--- Start EXTRACTED TEXT ---
Lectures

Lectures

The Cleveland Archaeological Society (CAS) is a local chapter of the Archaeological Institute of America (AIA). Each year, CAS sponsors a series of lectures. Lectures will be held in person and on Zoom, with the exception of our February 2024 lecture, which will be held exclusively on Zoom. In person venues will change so please double check where the lecture is being held each month. All lectures are free and open to the public, except for our May Fundraiser.

 

Communal Water, Invisible Labor: Modeling the Social Impact of Pompeii’s Street Fountains
Matthew Notarian, Associate Professor of Classics/Director of Study Abroad, Hiram College
Wednesday, September 11, 2024, 7:00p.m.
Location: Eldred Hall Auditorium, CWRU Campus
Preregister for Zoom

The remarkable preservation of the Roman city of Pompeii provides unprecedented insight into an aqueduct-fed urban water system. Visitors often marvel at the city’s network of public street fountains, but few consider the practical consequences of the tedious but essential labor required to transport water into living spaces. Fountains served as neighborhood hubs, channeling movement through streets and facilitating social interactions. Their distribution also influenced water accessibility, with severe implications for public health and socioeconomic status. The burden of water collection fell heaviest on those at the margins of Roman society – subelite women, children, and, especially, the enslaved – classes which are virtually invisible in the textual and visual record. This talk will present the results of a complex digital spatial model that sheds light on these issues at a household-level scale, as well as an ongoing project of 3D analysis that aims to quantify use-wear on public fountain basins. Together, they represent a significant first step toward repopulating Pompeii’s streets with indispensable but often forgotten laborers.
--- End EXTRACTED TEXT ---
**TO-DO LIST:**
[A] In the lecture announcement, where will the September 11, 2024 talk be held in person?
[B] State whether each statement agrees with the lecture announcement, answering yes or no and quoting the deciding words: (i) Every lecture sponsored by CAS, including the May Fundraiser, is free. (ii) The February 2024 lecture is to be held only on Zoom. (iii) The 3D analysis of fountain basins described in the talk has already been completed.
[C] Write out the passage of the lecture announcement word for word, starting with "The Cleveland Archaeological" and going on through "11, 2024, 7:00p.m.".
--- Start DATA SECTION ---
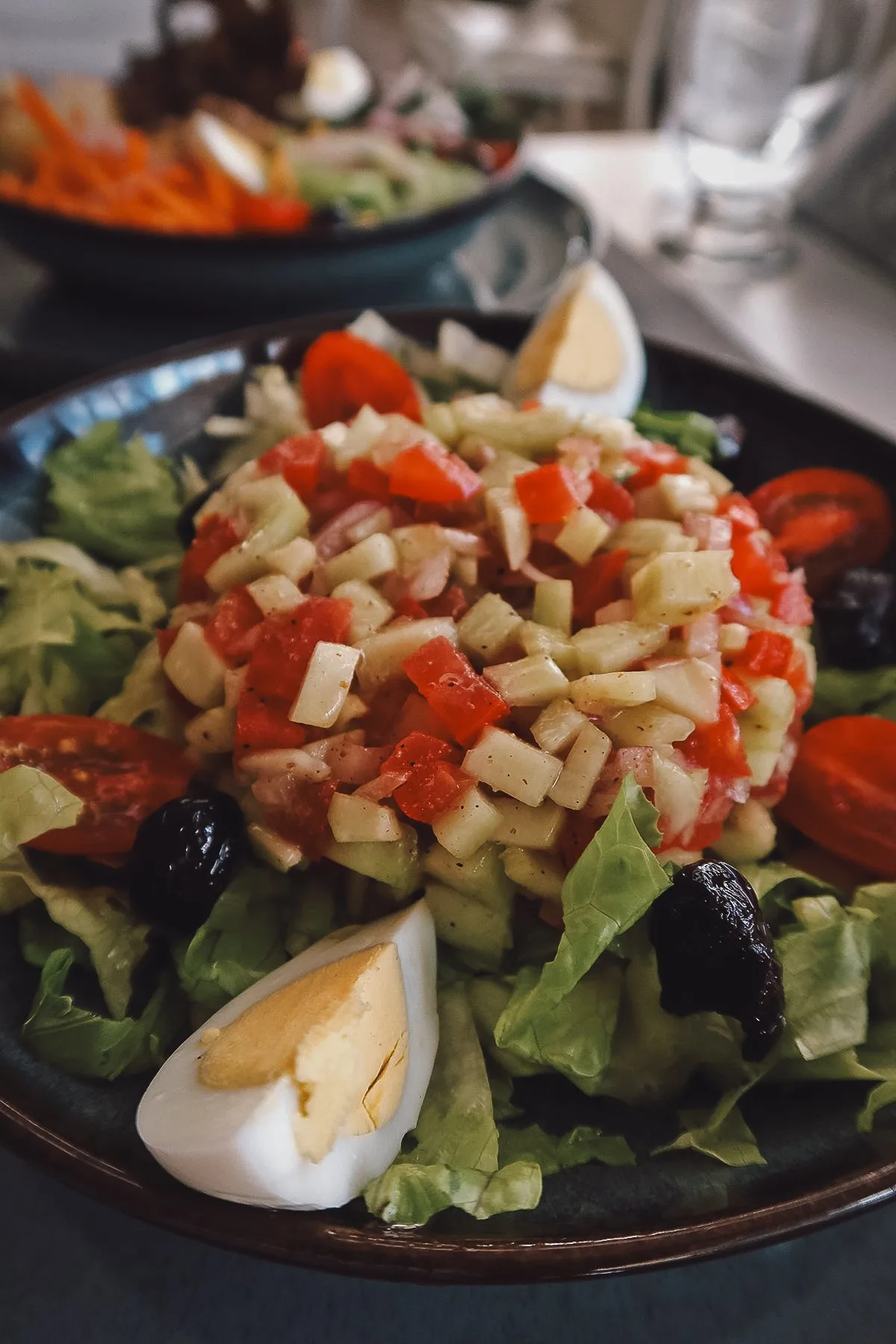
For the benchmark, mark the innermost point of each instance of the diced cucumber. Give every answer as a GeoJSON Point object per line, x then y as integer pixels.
{"type": "Point", "coordinates": [462, 922]}
{"type": "Point", "coordinates": [394, 863]}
--- End DATA SECTION ---
**ANSWERS FOR THIS EXERCISE:**
[A] Eldred Hall Auditorium, CWRU Campus.

[B]
(i) No: "All lectures are free and open to the public, except for our May Fundraiser."
(ii) Yes: "with the exception of our February 2024 lecture, which will be held exclusively on Zoom."
(iii) No: "an ongoing project of 3D analysis that aims to quantify use-wear on public fountain basins."

[C]
The Cleveland Archaeological Society (CAS) is a local chapter of the Archaeological Institute of America (AIA). Each year, CAS sponsors a series of lectures. Lectures will be held in person and on Zoom, with the exception of our February 2024 lecture, which will be held exclusively on Zoom. In person venues will change so please double check where the lecture is being held each month. All lectures are free and open to the public, except for our May Fundraiser.

 

Communal Water, Invisible Labor: Modeling the Social Impact of Pompeii’s Street Fountains
Matthew Notarian, Associate Professor of Classics/Director of Study Abroad, Hiram College
Wednesday, September 11, 2024, 7:00p.m.